▶ **Exercise set**
1. In the review excerpt, what does Jerry lace his home brew of milk with?
2. Copy word for word the part of the review excerpt that begins at the words "Right away, as" and stops after "seems worth saving.".

▶ **Passage to read**
Right away, as Ohm speaks with the hotel groundskeeper Fergal (Michael Patric), we see he’s not a likeable character, with a sharp, acerbic tongue that he uses on everyone. No one is spared. I think it’s difficult to do an antihero protagonist since that’s the main focus in a story, and if the character tips too far into mean, you lose the audience because nobody wants to spend any time with that person. But actor Scott does a good job with his material, showing that Ohm is hurting from his past. There’s something rotten in him that matches the setting, but at the same time, there’s a glimmer of humanity that seems worth saving.
In the dark and eerie woods surrounding the inn, he runs into a mystical homeless man, Jerry (David Wilmot), who tells him everything is not as it seems while sipping on his home brew of milk laced with mushrooms. Jerry’s an upstart who clashes with Fergal over his habit of killing goats because they jump up on car hoods and offers the writer some of his mushroom cocktail. Ohm declines but does partake in his straight liquor before retiring to the inn’s bar.

▶ **Dataset extract**
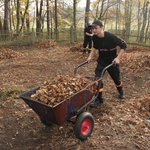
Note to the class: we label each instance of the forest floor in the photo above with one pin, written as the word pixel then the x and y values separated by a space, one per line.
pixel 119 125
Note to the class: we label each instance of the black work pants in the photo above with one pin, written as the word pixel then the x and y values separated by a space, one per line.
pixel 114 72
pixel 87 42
...
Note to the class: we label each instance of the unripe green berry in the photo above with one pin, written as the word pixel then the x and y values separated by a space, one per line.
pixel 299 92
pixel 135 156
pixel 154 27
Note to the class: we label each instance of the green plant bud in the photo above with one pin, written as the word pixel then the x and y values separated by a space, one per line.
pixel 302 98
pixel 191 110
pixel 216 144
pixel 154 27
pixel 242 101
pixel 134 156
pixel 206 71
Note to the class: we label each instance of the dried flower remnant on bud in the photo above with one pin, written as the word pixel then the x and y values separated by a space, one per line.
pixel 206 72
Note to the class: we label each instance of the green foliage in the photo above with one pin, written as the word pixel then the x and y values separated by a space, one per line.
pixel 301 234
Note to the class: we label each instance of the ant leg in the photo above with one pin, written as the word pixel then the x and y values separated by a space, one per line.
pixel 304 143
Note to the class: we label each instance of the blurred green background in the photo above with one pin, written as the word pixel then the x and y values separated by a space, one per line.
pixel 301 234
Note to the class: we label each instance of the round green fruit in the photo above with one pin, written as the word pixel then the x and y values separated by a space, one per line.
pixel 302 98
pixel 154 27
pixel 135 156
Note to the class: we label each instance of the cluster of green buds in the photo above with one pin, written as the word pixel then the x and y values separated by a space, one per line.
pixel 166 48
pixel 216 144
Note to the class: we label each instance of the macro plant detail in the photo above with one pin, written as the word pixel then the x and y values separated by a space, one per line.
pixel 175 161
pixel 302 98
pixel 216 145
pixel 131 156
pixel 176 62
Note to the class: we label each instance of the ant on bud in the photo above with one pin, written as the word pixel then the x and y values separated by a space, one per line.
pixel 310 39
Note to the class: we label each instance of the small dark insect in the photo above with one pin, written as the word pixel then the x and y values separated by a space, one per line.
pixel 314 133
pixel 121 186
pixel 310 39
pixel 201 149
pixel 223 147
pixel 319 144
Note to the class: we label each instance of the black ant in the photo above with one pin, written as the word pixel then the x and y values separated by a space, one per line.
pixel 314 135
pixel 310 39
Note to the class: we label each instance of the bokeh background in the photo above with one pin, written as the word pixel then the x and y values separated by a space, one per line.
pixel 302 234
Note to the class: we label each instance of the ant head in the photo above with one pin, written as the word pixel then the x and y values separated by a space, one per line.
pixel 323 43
==
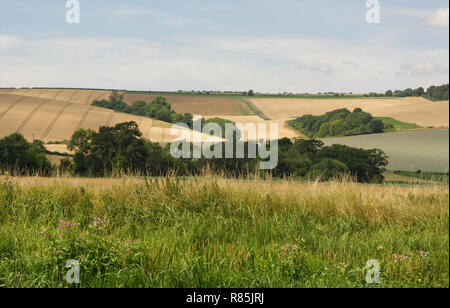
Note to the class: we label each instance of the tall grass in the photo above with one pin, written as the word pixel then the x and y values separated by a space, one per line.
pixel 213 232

▶ **Solutions to each task**
1. Mushrooms.

2.
Right away, as Ohm speaks with the hotel groundskeeper Fergal (Michael Patric), we see he’s not a likeable character, with a sharp, acerbic tongue that he uses on everyone. No one is spared. I think it’s difficult to do an antihero protagonist since that’s the main focus in a story, and if the character tips too far into mean, you lose the audience because nobody wants to spend any time with that person. But actor Scott does a good job with his material, showing that Ohm is hurting from his past. There’s something rotten in him that matches the setting, but at the same time, there’s a glimmer of humanity that seems worth saving.